> Exercise task:
Reproduce every one of the following entries word for word, keeping each line in its original order.

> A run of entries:

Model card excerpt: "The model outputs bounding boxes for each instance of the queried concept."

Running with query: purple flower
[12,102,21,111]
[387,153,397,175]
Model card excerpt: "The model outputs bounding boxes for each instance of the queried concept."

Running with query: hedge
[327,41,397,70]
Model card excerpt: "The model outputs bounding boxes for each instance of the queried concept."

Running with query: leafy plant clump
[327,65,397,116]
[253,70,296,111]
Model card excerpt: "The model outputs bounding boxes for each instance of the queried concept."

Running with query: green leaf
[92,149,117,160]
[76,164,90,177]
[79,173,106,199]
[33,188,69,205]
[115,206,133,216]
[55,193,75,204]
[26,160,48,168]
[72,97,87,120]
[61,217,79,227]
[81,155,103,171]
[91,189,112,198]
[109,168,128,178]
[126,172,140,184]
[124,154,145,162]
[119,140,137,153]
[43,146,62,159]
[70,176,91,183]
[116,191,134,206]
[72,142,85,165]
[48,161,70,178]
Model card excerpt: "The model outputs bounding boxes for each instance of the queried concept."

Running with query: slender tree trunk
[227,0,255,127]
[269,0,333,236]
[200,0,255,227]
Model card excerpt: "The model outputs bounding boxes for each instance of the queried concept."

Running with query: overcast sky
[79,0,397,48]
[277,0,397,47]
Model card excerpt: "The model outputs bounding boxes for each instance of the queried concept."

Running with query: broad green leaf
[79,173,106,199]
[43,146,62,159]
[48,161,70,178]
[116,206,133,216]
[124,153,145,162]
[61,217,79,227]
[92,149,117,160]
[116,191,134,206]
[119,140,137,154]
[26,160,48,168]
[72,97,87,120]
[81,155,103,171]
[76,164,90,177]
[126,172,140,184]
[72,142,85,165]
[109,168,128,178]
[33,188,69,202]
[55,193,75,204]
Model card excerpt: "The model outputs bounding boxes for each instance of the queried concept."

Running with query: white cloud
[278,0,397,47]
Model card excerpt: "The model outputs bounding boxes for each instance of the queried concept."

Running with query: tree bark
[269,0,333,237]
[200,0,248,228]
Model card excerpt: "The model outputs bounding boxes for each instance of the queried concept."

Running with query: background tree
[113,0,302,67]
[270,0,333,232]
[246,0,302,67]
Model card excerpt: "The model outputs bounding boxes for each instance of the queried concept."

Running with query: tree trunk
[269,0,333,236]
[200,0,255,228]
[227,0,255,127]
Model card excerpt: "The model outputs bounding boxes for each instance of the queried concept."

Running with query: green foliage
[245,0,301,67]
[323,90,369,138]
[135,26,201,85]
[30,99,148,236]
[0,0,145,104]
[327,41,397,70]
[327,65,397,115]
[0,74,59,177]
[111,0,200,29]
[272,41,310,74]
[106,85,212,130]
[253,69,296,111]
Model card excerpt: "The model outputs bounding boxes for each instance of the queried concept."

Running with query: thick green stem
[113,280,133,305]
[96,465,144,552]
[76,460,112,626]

> Full answer:
Model card excerpt: "The model outputs bounding boxes for each instance of the queried concept."

Running with query: purple flower
[12,102,21,111]
[387,153,397,175]
Model card excerpt: "The model outputs bounding boxes for each instance of the queried concept."

Running with query: hedge
[327,41,397,70]
Model card excerpt: "The model outputs bounding boxes for each instance of the queried concept."

Running with query: leafy plant clump
[327,65,397,116]
[253,70,296,111]
Model card excerpt: "The model outputs bounding boxes for each instance of the queried concept."

Running with query: green leaf
[92,149,117,160]
[76,164,90,177]
[79,173,106,199]
[33,188,69,205]
[115,206,133,216]
[55,193,75,204]
[26,160,48,168]
[72,97,87,120]
[61,217,79,227]
[81,155,103,171]
[91,189,112,198]
[109,168,128,178]
[126,172,140,184]
[124,154,145,162]
[119,140,137,153]
[43,146,62,159]
[70,176,91,183]
[116,191,134,206]
[72,142,85,165]
[48,161,70,178]
Model card excerpt: "The model outputs bounding boxes for each instance of the queried concept."

Running with query: slender tree trunk
[227,0,255,127]
[269,0,333,236]
[200,0,255,227]
Model card excerpt: "The model outputs bounding boxes for each instance of the queried concept."

Running with query: overcast sky
[79,0,397,48]
[277,0,397,47]
Model card excerpt: "The model outputs bounding boxes for each instance of the queried concept."

Running with query: broad green leaf
[79,173,106,199]
[43,146,62,159]
[48,161,70,178]
[116,206,133,216]
[124,153,145,162]
[61,217,79,227]
[92,149,117,160]
[116,191,134,206]
[119,140,137,154]
[26,160,48,168]
[72,97,87,120]
[81,155,103,171]
[76,164,90,177]
[126,172,140,184]
[72,142,85,165]
[109,168,128,178]
[33,188,69,202]
[55,193,75,204]
Model card excerpt: "The model outputs bounding boxes for each instance of the queried concept."

Running with query: white cloud
[278,0,397,47]
Model card excerpt: "The model outputs bounding boxes for each instance of the queried concept."

Running with query: tree bark
[269,0,333,237]
[200,0,248,228]
Model card excerpt: "The model outputs bounding boxes for each instance of the queried concept."

Running with query: background tree
[113,0,302,67]
[270,0,333,232]
[246,0,302,67]
Model card excerpt: "The model outputs bounding boxes for each instance of the queried concept."

Running with query: tree trunk
[269,0,333,236]
[200,0,255,228]
[227,0,255,127]
Model card excerpt: "The model outputs bounding boxes for each instance of the queried concept."

Running with query: green foliage
[245,0,301,67]
[323,90,369,138]
[135,26,201,85]
[30,99,148,236]
[0,0,145,104]
[327,41,397,70]
[327,65,397,115]
[0,74,59,177]
[111,0,200,29]
[272,41,310,74]
[106,85,212,130]
[253,69,296,111]
Model card excerpt: "The model outputs bounding boxes for each instance of the queried concept."

Running with query: thick green stem
[113,280,133,305]
[96,465,144,552]
[76,460,112,626]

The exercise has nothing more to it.